EXERCISE DETAILS: Transcribe the line with "Query: fog light" and all the lines that follow it in the material below, exactly as they stand.

RECORDS FOR THIS TASK:
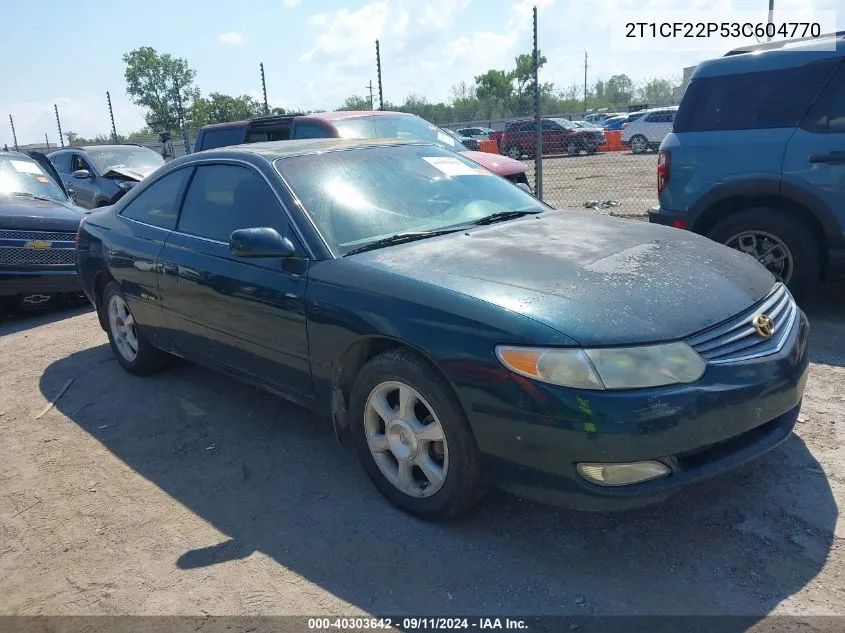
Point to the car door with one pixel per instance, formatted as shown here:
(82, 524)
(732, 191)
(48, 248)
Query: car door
(145, 223)
(244, 314)
(85, 189)
(814, 162)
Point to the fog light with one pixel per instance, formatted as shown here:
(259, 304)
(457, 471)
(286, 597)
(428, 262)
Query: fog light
(622, 474)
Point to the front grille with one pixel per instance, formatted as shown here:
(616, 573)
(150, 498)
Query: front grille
(737, 340)
(14, 256)
(6, 234)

ANSWER SECTION:
Query: fog light
(622, 474)
Point to the front grille with one pixel per instance, formatted as shown here:
(616, 573)
(150, 498)
Query: front grille
(737, 340)
(14, 256)
(6, 234)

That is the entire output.